EXTRACTED TEXT -
START

India recently passed the Constitutional Amendment Bill 2014, also known as the GST (Goods and Services Tax) Bill. The 122nd amendment to the Indian Constitution is the first step that the country is taking towards simplifying the taxation regimen. The GST, once implemented, will be India’s biggest structural reform, simplifying imposition of indirect taxes in the country. Predictably, the passage is now facing heat from both the left and the right sides of the spectrum. While the former talks of its inflationary pressure, the latter is talking of the rates being too high to have a tangible economic impact. Studies indicate that the direct benefit of implementing GST could be as high as $15 billion.
Need for consultation
While the GST will have a positive and net accretive impact on the Indian economy, there is a definite need to balance the government’s priorities in the short term and the long term. At a time when India is committed to reducing its dependence on fossil fuels by increasing the share of renewable energy capacity in its total power generation, the introduction of GST has the potential to set the industry back.The sector currently enjoys various fiscal incentives, including 100% tax holiday on earnings for 10 years, and concessional excise and custom duties for several key components. The implementation of GST will bring with it a tax liability of around 18% and increase the cost for new projects by as much as 20%. The impact is going to be particularly significant in case of solar at a time when solar is going to be the mainstay of India’s ambitious 175 gigawatt (GW) target by 2022.

END

DATA ENTRIES -
START

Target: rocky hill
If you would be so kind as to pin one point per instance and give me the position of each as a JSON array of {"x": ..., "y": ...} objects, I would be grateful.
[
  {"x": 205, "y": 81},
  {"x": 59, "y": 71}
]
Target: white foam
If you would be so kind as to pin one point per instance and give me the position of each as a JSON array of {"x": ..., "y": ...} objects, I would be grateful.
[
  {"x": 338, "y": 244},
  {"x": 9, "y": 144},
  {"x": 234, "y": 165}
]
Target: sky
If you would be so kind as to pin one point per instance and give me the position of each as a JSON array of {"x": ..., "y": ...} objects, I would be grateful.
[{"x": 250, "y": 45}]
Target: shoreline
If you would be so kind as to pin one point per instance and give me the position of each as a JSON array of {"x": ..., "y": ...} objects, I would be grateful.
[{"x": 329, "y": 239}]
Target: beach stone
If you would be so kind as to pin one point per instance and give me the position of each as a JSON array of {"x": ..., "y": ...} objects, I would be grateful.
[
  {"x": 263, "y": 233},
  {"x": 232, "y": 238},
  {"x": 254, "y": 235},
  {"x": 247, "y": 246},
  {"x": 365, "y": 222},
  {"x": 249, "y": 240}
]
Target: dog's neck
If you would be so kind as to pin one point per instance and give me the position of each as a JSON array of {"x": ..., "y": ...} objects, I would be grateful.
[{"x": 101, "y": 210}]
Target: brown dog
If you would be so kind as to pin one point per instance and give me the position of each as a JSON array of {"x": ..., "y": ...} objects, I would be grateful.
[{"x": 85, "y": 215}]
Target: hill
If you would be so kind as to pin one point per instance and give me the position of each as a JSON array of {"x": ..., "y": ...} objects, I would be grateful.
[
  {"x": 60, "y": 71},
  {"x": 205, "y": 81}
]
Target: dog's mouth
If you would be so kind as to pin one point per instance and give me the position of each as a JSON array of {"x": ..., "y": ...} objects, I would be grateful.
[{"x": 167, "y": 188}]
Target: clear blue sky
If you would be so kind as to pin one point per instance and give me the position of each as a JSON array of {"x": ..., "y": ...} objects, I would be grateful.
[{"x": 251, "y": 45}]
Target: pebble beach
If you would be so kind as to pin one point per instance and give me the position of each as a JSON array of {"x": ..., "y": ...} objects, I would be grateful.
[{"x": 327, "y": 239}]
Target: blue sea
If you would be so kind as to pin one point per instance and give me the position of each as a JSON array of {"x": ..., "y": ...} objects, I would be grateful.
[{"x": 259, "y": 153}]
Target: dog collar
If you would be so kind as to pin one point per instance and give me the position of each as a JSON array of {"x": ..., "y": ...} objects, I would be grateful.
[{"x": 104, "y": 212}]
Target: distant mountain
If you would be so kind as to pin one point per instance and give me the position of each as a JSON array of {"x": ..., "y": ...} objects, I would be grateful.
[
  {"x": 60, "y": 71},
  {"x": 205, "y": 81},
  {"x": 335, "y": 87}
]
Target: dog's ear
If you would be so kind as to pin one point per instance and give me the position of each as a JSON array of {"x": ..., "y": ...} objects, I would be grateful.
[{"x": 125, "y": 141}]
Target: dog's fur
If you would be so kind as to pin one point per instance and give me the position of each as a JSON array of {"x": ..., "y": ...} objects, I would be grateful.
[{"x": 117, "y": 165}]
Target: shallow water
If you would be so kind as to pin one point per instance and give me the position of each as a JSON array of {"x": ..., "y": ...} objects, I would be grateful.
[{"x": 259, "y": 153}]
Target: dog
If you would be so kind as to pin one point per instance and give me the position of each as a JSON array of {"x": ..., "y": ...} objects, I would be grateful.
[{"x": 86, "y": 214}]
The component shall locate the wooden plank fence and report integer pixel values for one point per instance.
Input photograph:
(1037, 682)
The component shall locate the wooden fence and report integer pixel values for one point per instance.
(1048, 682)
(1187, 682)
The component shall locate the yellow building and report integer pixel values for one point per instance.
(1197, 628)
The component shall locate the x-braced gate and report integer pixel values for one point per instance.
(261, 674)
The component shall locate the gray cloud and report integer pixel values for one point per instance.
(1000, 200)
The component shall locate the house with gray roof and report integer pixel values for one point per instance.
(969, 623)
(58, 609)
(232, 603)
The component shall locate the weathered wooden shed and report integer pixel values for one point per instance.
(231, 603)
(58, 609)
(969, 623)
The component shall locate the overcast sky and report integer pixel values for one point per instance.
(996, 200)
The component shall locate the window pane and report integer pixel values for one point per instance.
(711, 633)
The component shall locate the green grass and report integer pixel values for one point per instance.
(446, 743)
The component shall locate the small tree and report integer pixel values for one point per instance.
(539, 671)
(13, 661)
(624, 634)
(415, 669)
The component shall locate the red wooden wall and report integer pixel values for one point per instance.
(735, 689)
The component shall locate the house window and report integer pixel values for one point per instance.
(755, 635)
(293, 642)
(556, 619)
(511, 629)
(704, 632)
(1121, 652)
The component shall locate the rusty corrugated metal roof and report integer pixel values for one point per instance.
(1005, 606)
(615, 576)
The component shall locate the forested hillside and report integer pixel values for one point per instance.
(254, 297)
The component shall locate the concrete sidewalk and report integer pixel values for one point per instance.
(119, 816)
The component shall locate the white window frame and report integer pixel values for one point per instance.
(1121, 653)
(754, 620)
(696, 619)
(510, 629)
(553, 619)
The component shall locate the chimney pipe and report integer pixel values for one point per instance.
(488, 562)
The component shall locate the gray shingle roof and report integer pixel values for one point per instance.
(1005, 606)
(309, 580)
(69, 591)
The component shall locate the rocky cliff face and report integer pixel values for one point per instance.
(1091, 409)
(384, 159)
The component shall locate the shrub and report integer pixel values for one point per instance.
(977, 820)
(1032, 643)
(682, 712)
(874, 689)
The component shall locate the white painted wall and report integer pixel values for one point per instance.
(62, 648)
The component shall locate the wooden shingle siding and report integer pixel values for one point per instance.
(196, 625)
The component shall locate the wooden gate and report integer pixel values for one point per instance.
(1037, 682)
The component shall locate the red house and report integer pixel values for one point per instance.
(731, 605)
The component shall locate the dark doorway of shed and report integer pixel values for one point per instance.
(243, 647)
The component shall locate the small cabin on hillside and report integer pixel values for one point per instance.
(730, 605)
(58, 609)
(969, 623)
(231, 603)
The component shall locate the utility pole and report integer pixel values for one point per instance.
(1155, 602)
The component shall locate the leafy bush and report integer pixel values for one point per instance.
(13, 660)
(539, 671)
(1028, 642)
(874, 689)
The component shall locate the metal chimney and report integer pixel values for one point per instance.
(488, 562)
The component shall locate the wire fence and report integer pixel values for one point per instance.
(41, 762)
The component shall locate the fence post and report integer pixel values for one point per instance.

END

Can you carry on the GST article from its last sentence? The material stands apart from the GST article and is unrelated to it.

In solar projects, the biggest expenditure is the costs of panels, which are mostly imported. The GST implementation is likely to increase tax on such panels and is likely to arrest the fall in per unit price of power that has been achieved till now. As per a report released by the ministry of new and renewable energy, the promulgation of the law can result in an overall increase in tariff by 12-15% in case of solar and 12-14% in case of wind, depending upon the state where the project is located.
In the current scenario, developers are unaware of the various uncertainties in the post-GST period, especially in case of projects that have been tendered and won under the old tax regime. A round of consultation will help power generation companies arrive at clarity on the fate of the power purchase agreements (PPAs), which were executed in the old tax regime but will be implemented in the new tax regime. But the problem is—while costs, internal rate of return (IRR) and tariff have been calculated taking into account the current tax structure, the implementation under the new regimen will lead to additional taxes on projects. In case of projects where the bid process has been concluded but PPAs are yet to be signed, even the ‘change in law’ protection under the PPA is not afforded to developers. Therefore, such consultation will also help developers understand the new regime and take into account appropriate mitigation measures in all upcoming bids.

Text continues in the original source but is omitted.